Text passage:
Studio album by Black Marble
- Released: October 14, 2016
- Genre: Synth-pop; coldwave;
- Length: 37:16
- Label: Ghostly International
- Producer: Chris Stewart; Derek Stanton;

Black Marble chronology
| A Different Arrangement (2012) | It's Immaterial (2016) | Bigger Than Life (2019) |

= It's Immaterial (album) =

It's Immaterial is the second studio album by American electronic music project Black Marble, released on October 14, 2016 through Ghostly International record label. It is the project's first album not to feature Ty Kube, making it a solo project of the other member Chris Stewart.

==Composition and style==
According to Drowned in Sound’s Stephen Proski, It's Immaterial combines elements of "early Eighties post-punk and synth-driven proto dream pop." AllMusic's Tim Sendra argued that the album harks back to the "gloomy, muted sound of the first record, which mixed together Stewart's disembodied vocals, Peter Hook-style basslines, janky drum machines, and synths so cold they'd freeze water." PopMatters’ Ian King thought that the record "doesn’t make any seismic adjustments to Black Marble’s era-faithful synthwave which arrived fully formed on the debut Weight Against the Door EP and full length A Different Arrangement."

Written problem a:
Report every line in the records below that contains the word "wooden".

Data records

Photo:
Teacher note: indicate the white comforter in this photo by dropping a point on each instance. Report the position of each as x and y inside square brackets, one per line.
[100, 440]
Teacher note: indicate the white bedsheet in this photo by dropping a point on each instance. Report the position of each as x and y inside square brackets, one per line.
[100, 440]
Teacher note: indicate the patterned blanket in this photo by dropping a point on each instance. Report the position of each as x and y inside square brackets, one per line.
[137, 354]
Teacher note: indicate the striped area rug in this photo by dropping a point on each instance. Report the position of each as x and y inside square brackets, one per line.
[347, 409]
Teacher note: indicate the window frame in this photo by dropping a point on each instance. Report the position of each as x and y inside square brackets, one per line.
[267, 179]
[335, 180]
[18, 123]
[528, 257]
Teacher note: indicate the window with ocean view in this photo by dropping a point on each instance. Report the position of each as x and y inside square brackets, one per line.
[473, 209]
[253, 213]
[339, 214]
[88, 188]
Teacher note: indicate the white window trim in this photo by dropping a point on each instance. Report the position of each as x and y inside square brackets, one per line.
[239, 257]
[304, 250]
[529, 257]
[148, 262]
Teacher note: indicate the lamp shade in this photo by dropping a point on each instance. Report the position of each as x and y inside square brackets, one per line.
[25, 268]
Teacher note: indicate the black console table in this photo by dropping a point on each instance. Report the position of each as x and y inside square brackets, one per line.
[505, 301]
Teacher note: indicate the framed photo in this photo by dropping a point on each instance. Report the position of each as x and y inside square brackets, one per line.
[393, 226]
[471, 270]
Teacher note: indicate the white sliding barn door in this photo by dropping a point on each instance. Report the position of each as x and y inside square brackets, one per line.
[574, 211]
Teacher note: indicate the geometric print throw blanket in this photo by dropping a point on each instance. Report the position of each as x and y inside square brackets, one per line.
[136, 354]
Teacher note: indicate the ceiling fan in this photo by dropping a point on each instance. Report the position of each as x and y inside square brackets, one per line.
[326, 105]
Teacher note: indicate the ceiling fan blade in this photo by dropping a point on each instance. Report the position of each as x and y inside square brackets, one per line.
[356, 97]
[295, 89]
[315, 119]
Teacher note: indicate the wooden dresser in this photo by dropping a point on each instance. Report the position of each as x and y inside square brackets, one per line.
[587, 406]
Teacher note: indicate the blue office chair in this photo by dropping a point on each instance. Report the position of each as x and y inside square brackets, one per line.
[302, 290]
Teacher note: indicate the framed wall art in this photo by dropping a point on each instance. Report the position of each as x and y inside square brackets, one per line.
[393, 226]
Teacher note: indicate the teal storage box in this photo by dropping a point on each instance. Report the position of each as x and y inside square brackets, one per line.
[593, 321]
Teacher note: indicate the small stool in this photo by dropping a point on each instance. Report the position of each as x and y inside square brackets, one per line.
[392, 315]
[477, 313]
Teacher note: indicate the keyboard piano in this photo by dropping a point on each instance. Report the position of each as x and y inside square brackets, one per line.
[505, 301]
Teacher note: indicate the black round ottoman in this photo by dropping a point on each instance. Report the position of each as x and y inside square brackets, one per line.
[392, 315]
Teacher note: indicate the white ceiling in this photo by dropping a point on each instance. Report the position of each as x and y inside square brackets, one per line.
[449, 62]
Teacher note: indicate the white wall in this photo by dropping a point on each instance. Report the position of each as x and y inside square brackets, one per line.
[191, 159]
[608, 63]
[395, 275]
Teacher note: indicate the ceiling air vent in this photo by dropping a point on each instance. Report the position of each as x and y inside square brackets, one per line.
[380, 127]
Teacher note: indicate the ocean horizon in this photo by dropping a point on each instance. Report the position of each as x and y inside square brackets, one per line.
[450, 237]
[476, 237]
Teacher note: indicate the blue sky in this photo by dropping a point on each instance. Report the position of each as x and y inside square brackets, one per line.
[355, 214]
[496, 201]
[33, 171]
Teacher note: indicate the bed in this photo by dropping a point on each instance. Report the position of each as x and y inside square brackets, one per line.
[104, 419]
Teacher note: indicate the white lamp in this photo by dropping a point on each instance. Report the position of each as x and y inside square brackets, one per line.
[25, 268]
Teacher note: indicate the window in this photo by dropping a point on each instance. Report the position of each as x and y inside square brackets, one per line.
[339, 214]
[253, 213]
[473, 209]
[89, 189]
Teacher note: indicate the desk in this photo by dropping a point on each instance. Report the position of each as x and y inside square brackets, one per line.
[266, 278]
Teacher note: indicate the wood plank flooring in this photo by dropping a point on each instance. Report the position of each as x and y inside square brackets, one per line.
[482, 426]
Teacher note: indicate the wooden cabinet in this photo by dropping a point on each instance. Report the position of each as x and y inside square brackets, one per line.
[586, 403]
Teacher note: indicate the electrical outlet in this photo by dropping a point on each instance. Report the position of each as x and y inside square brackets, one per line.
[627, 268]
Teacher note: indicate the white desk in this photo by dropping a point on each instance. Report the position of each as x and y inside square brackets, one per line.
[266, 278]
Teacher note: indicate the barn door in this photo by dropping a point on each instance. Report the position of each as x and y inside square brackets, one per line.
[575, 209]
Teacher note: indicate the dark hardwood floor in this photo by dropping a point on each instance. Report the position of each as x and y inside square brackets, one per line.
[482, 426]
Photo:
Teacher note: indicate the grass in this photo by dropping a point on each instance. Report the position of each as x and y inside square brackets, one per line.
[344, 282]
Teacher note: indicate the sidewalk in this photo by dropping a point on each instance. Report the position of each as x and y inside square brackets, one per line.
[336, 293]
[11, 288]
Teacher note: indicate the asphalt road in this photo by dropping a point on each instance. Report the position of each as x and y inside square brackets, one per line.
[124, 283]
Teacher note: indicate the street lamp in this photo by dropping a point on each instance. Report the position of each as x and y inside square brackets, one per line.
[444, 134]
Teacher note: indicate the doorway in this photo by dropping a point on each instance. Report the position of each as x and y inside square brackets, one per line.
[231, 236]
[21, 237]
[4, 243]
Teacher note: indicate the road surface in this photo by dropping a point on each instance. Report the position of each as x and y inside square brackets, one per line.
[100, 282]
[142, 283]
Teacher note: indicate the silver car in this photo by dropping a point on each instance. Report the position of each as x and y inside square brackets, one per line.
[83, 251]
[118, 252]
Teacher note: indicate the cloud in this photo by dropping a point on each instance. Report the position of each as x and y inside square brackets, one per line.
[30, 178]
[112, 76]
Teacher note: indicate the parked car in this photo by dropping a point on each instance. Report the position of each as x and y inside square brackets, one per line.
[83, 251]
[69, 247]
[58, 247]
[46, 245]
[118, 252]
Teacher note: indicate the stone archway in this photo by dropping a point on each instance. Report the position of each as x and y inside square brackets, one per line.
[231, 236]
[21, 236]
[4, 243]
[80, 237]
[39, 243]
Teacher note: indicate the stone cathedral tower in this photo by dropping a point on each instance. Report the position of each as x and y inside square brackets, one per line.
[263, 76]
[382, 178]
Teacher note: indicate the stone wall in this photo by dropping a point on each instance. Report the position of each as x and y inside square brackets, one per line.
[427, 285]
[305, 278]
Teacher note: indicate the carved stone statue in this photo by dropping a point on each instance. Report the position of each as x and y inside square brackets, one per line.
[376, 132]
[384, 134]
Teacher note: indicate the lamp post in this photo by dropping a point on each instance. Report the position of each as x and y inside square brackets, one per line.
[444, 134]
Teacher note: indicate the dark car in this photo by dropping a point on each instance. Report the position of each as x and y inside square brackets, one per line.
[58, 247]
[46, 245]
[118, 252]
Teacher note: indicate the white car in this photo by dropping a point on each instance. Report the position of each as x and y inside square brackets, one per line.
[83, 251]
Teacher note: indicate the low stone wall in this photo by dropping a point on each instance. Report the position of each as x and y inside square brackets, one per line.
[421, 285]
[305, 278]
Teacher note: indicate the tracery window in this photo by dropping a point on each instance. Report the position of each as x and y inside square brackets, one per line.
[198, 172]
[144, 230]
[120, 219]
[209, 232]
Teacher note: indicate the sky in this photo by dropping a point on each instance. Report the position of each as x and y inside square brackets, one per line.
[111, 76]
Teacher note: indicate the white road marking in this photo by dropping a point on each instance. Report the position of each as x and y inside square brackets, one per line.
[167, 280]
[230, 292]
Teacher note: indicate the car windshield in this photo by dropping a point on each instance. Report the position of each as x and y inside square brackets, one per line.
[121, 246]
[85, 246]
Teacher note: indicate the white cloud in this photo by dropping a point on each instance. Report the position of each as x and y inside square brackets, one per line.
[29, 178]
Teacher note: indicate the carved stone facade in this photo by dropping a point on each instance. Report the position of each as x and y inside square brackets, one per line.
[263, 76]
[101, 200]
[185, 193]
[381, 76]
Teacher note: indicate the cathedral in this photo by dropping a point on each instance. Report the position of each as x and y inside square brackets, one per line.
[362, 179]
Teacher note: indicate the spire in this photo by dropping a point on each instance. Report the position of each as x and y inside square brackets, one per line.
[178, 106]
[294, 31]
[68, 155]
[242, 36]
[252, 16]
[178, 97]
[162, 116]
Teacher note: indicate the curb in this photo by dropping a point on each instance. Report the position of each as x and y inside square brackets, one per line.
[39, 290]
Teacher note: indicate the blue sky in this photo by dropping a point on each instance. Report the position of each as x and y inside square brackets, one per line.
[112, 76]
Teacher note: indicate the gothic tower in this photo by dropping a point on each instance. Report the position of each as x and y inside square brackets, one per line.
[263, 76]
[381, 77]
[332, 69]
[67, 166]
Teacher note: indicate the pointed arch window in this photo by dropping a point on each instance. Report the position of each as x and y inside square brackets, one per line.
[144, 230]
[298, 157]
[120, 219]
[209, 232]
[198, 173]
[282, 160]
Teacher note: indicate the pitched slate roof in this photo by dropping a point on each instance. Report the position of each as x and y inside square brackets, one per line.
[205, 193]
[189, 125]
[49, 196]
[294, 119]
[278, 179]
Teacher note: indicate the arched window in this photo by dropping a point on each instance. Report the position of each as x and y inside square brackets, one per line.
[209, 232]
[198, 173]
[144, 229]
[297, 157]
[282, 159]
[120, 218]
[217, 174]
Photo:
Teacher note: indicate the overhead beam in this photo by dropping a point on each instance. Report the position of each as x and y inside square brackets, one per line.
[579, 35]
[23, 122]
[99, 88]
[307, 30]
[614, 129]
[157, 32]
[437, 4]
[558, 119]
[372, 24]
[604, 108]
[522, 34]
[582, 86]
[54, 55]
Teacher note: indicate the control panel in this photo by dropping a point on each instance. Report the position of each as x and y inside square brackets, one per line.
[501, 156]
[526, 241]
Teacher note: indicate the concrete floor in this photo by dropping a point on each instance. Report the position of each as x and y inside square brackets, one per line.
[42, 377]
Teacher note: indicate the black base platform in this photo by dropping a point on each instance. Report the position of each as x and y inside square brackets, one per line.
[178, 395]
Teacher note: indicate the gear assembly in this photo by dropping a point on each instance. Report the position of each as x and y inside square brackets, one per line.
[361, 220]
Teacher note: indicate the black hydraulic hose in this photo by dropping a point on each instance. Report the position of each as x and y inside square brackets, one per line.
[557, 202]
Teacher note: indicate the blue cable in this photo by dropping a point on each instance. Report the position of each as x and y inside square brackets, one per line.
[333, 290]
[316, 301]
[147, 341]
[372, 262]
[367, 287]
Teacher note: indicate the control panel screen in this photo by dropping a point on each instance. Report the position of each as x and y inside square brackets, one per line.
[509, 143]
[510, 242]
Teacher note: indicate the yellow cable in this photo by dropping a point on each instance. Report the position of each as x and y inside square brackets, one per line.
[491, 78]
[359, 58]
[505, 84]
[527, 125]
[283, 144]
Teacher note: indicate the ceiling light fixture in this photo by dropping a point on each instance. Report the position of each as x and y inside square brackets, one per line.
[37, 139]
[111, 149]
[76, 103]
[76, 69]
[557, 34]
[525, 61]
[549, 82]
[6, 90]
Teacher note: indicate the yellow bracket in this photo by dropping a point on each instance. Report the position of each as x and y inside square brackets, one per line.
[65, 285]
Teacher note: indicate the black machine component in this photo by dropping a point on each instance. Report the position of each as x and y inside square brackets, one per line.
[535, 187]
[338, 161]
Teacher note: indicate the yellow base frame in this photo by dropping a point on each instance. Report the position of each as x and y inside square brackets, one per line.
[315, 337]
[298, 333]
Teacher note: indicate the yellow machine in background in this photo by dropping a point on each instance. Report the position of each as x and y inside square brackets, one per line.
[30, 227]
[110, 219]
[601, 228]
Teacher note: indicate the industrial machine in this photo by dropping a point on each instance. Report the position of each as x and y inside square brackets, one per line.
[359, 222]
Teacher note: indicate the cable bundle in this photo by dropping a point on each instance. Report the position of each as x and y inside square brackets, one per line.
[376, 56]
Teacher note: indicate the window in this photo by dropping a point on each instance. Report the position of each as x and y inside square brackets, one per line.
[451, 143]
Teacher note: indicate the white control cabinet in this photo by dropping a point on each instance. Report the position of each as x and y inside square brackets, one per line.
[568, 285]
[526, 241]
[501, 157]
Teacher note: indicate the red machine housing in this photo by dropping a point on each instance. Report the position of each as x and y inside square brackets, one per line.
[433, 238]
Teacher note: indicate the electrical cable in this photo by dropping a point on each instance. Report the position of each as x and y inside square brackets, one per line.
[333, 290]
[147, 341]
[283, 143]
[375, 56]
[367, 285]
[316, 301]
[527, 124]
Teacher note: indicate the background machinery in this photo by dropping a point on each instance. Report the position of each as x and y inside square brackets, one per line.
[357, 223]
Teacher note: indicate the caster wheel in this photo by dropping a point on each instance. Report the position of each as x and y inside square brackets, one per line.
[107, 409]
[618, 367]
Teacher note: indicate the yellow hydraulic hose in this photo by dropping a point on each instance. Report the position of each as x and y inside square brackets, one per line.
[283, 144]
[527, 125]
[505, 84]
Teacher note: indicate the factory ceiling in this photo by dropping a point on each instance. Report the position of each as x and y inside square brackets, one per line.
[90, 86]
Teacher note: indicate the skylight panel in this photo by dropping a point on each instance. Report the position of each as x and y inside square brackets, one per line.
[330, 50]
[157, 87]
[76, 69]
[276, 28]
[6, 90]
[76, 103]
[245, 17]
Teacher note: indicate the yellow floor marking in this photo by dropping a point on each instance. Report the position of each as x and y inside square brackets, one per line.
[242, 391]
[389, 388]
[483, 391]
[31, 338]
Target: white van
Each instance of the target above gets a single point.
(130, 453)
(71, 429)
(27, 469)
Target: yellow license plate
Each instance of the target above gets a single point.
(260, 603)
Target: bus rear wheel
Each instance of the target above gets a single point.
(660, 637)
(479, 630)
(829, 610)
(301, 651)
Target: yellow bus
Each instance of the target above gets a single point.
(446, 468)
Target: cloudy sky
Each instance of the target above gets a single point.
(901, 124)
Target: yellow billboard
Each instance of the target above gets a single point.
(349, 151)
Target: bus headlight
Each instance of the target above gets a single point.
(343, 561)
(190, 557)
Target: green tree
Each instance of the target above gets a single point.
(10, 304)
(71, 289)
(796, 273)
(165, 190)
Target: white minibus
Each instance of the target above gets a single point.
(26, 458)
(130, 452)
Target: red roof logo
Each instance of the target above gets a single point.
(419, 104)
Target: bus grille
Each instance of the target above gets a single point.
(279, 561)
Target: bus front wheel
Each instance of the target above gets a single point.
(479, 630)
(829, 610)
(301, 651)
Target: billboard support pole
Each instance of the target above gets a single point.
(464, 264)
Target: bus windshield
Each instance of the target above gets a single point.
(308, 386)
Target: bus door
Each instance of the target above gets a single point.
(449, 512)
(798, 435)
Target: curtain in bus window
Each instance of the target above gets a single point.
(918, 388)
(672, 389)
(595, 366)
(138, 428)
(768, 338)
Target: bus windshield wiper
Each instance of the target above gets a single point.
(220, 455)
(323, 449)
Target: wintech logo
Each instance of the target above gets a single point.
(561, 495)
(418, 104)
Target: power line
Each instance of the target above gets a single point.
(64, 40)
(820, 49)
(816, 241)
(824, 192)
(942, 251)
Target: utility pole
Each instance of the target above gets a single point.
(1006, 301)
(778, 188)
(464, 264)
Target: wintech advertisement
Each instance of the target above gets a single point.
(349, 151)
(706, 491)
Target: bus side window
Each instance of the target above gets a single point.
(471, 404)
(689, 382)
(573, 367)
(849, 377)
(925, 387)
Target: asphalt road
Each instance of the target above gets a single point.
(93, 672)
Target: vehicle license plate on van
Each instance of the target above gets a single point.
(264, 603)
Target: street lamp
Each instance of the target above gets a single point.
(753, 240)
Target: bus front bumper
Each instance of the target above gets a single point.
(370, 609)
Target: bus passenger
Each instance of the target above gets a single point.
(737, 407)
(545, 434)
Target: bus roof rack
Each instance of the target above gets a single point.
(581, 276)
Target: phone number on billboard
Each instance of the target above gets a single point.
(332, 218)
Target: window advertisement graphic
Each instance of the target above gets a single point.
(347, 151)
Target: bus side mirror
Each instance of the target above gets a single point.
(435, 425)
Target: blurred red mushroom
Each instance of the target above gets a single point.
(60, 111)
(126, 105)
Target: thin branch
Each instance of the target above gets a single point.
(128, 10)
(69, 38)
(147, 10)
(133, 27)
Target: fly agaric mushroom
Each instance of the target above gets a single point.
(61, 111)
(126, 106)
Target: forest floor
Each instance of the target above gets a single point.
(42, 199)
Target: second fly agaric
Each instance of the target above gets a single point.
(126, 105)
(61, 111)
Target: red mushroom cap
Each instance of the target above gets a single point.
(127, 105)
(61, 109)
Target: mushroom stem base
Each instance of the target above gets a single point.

Written problem b:
Answer these questions from the album article above.
(i) What is the album's total length?
(ii) Which member of Black Marble does not appear on this album?
(iii) Which critic wrote about the album for Drowned in Sound?

Correct result a:
Teacher note: indicate the wooden dresser in this photo by dropping a point on each instance. Report the position of each as x and y inside square brackets, one per line.
Teacher note: indicate the wooden cabinet in this photo by dropping a point on each instance. Report the position of each as x and y inside square brackets, one per line.

Correct result b:
(i) 37:16
(ii) Ty Kube
(iii) Stephen Proski